Extract provided →
====================
Pathogenic bacteria have evolved specialized secretion systems dedicated to the injection of proteins directly into target eukaryotic host cells. Once in the host cell cytoplasm, these ‘effector’ proteins manipulate cellular processes to create a favorable environment for survival and replication of the bacterium. The type IV secretion pathway is employed by numerous important Gram-negative bacterial pathogens and thus represents a primary virulence determinant in many human diseases. While this secretion pathway has emerged as a conserved virulence strategy, the mechanisms governing effector protein recognition and transport remain poorly defined. L.pneumophila is a facultative intracellular pathogen that can cause a severe pneumonia in humans called Legionnaires disease. This bacterium employs the Dot/Icm transporter to deliver at least 150 effector proteins of diverse molecular character into eukaryotic host cells. Our objectives intend to expand our understanding of this translocation pathway using genetic, molecular and biochemical techniques in order to elucidate the type IV secretion mechanisms that promote effector protein translocation.
Type IV secretion determinants in Legionella pneumophila
The type IV secretion system (T4SS) is a collective term assigned to multi-protein complexes that promote the transport of bacterial-derived proteins or protein/nucleic acid hybrids across the envelope of the bacterial cell. Translocation of effector proteins into a eukaryotic cell can be mediated by a specialized T4SS, and several human pathogens require a T4SS for virulence. Legionella pneumophila, the causative agent of Legionnaires’ disease, requires the Dot/Icm T4SS for intracellular replication in alveolar macrophages. Although the apparatus constituting a functional T4SS may be comprised by 10-12 different proteins, the Dot/Icm T4SS in L. pneumophila is composed of at least 26 different proteins (Fig.1). Additionally, the Dot/Icm transporter is predicted to deliver as many as 150 effector proteins to the host cell cytoplasm. Thus, the Dot/Icm T4SS represents one of the most complex secretion systems in the prokaryotic kingdom. Our research is focused on determining the molecular mechanisms that govern substrate selection and protein translocation by the Dot/Icm transporter. Many of the essential Dot/Icm components are integral membrane proteins; however some Dot/Icm proteins are localized to the bacterial cytoplasm. Genetic studies indicated that two of the soluble factors, IcmS and IcmW were dispensable for assembly of the competent Dot/Icm apparatus, yet remained critical for intracellular replication of L. pneumophila in host phagocytes. This observation prompted a model where the IcmS and IcmW proteins could represent components necessary for the selection of a particular class of effector proteins. Our current research has focused on the biochemical contribution of IcmS and IcmW in effector protein translocation.
====================
Questions →
A – In the text on type IV secretion in Legionella pneumophila, at least how many different proteins make up the Dot/Icm T4SS?
B – Write the next part of the text on type IV secretion in Legionella pneumophila, starting after its final sentence.
====================
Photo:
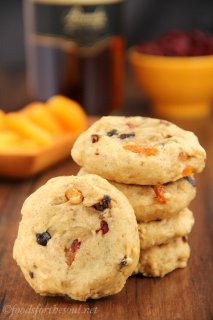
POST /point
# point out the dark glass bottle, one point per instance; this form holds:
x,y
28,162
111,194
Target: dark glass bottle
x,y
75,48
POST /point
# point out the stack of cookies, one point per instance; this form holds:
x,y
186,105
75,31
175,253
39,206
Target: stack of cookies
x,y
83,236
152,162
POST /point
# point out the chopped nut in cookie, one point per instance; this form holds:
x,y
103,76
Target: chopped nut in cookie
x,y
74,195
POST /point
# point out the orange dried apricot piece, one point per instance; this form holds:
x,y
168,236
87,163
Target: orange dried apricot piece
x,y
159,193
142,150
183,156
187,171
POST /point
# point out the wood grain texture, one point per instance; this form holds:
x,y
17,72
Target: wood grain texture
x,y
182,295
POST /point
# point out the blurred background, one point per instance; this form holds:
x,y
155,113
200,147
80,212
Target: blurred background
x,y
143,20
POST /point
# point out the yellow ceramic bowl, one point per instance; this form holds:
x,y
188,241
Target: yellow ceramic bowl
x,y
176,86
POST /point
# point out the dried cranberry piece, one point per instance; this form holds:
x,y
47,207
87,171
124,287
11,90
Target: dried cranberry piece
x,y
175,43
191,181
123,262
71,252
103,227
151,48
43,238
113,132
126,135
103,204
95,138
75,245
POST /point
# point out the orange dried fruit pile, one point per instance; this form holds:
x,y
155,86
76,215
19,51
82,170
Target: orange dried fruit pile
x,y
40,125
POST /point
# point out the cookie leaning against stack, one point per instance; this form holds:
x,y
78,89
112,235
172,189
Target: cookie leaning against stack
x,y
78,237
151,161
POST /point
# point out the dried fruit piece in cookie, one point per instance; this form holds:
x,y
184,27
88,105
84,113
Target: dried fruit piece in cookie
x,y
157,153
187,171
111,133
191,180
74,195
159,193
103,204
95,138
71,252
86,242
43,238
104,228
141,150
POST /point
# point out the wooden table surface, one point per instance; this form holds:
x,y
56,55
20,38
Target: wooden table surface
x,y
185,294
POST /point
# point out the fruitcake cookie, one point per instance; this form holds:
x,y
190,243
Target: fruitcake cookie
x,y
157,261
157,202
137,150
78,237
160,232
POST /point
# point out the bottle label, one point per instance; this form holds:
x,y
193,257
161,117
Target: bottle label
x,y
86,25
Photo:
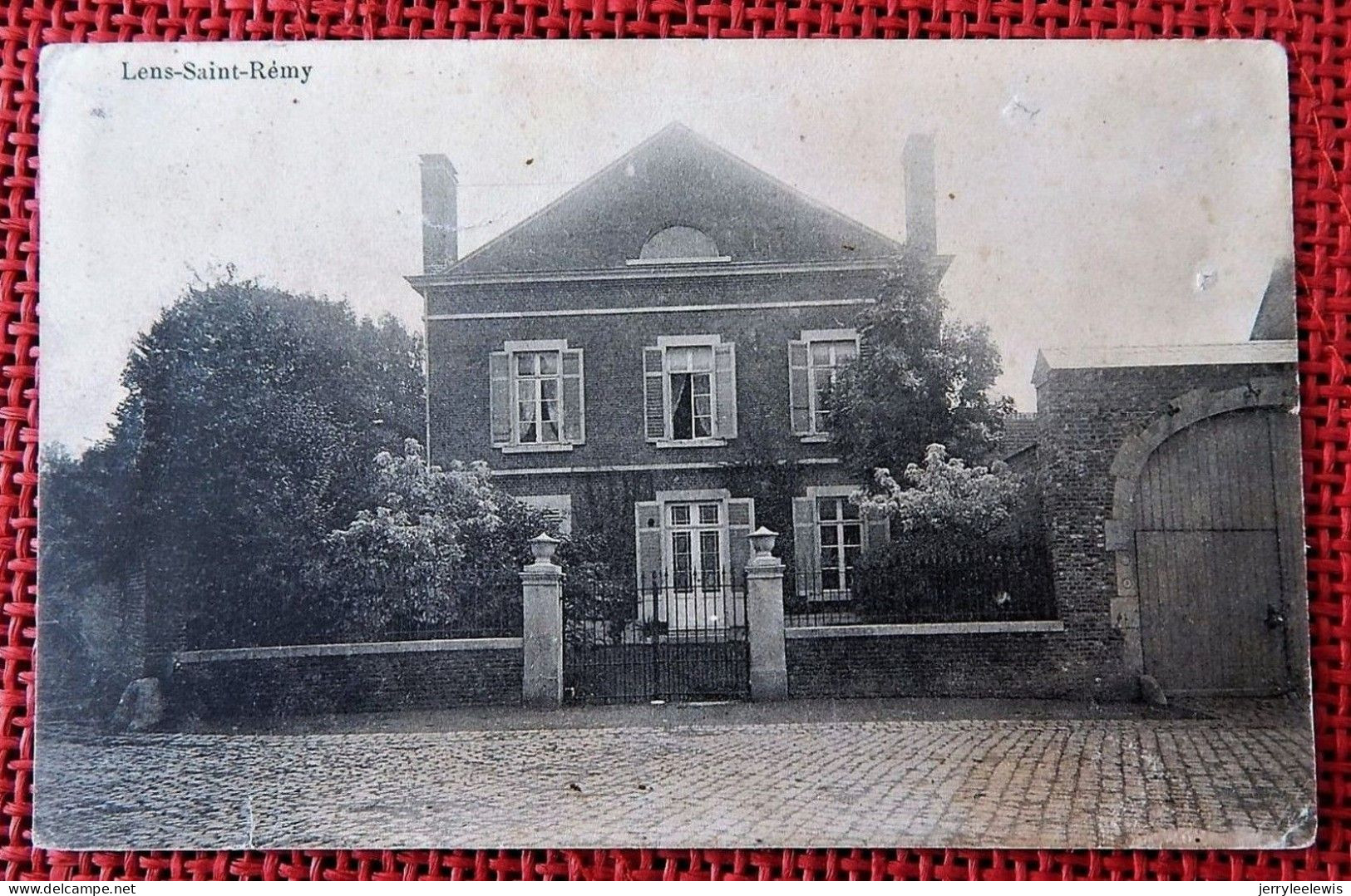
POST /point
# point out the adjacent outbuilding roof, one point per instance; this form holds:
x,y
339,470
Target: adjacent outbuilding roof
x,y
1081,357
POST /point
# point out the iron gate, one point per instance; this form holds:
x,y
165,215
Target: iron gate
x,y
673,639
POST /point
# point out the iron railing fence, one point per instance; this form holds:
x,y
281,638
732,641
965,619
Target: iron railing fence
x,y
951,583
673,637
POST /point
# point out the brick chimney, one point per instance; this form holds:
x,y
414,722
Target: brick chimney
x,y
920,202
441,241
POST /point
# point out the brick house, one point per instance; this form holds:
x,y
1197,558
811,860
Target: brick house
x,y
646,357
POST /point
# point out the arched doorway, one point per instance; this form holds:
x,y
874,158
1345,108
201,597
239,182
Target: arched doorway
x,y
1208,537
1210,559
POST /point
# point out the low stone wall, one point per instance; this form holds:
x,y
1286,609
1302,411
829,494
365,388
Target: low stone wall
====================
Set of answers →
A – At least 26 different proteins.

B –
Studies have indicated that IcmS and IcmW form a complex in the L. pneumophila cytoplasm, and we have demonstrated that the IcmSW complex is necessary for the translocation of numerous effector proteins of diverse molecular character. Biochemical experiments have revealed that the IcmSW complex binds to a central region in the effector protein to promote/support a conformation in the substrate that facilitates recognition of the C-terminal translocation signal found among numerous T4SS effectors (Fig.2). Thus, our studies indicate that the IcmSW complex defines a chaperone system that promotes recognition of effector proteins by the T4SS apparatus by maintaining substrates in a translocation competent state. This work provides important molecular details of an initial stage in protein translocation by the Dot/Icm system. Our future work will focus on new questions raised by studies on the IcmSW complex, emphasizing mechanisms that govern effector protein recognition and translocation. Further, effector proteins have diverse molecular properties that present additional complexities that must be overcome for efficient protein translocation.